YOUR GOAL: Count the lines of the rows below that contain the string "every", matching case exactly. Give only the number.

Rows
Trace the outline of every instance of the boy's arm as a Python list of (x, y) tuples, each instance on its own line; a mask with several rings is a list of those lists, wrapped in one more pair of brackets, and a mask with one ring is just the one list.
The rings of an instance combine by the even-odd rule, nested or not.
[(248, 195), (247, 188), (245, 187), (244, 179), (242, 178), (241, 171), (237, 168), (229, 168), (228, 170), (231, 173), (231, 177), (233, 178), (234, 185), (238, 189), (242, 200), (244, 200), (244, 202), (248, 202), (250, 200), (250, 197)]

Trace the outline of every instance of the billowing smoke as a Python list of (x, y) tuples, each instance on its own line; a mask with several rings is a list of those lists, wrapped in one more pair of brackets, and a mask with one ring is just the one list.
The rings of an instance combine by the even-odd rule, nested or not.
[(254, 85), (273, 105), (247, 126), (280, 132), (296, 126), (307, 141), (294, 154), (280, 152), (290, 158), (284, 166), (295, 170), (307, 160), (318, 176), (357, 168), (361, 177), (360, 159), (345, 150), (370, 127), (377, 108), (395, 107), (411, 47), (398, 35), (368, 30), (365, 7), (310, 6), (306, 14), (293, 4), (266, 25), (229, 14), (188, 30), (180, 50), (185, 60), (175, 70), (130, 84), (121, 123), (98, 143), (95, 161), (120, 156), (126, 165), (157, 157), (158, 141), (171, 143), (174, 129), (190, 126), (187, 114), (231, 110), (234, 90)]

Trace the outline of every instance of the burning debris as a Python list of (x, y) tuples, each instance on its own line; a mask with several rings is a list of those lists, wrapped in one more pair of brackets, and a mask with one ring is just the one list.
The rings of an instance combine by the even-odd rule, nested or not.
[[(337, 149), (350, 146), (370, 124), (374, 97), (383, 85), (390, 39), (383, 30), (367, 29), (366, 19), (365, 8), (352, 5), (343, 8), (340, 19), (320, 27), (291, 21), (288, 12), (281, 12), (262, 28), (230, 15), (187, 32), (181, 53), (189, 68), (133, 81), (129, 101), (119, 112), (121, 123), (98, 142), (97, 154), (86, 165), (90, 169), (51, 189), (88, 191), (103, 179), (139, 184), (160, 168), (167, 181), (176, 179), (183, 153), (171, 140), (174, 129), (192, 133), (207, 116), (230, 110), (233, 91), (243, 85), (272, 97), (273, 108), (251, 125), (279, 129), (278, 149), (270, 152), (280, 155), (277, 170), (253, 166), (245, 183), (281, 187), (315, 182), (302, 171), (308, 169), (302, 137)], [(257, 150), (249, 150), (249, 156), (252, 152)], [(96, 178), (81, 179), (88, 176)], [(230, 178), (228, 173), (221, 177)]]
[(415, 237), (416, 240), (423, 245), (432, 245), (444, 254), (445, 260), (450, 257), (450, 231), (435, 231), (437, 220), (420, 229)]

RESULT BELOW: 3